═════ Given information

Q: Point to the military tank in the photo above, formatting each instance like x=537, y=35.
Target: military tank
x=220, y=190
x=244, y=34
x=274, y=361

══════════

(The request):
Copy out all of the lines above, word for word.

(Task answer):
Q: Point to the military tank in the photo above, formatting each instance like x=537, y=35.
Target: military tank
x=220, y=190
x=244, y=34
x=274, y=361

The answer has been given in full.